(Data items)

########

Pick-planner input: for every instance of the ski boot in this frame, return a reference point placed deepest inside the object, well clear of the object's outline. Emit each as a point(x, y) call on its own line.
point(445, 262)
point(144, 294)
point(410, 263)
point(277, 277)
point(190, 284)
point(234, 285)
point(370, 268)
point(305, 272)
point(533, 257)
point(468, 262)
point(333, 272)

########

Format all the lines of the listing above as a numbered list, and leave out any blank lines.

> Final answer
1. Pick-planner input: for every instance of the ski boot in this frame, return a reference point placed deepest inside the object, well clear of the object's outline. Emit each as a point(x, y) call on its own line.
2. point(445, 262)
3. point(144, 294)
4. point(410, 263)
5. point(277, 277)
6. point(190, 284)
7. point(234, 285)
8. point(370, 268)
9. point(305, 272)
10. point(533, 257)
11. point(468, 262)
12. point(333, 272)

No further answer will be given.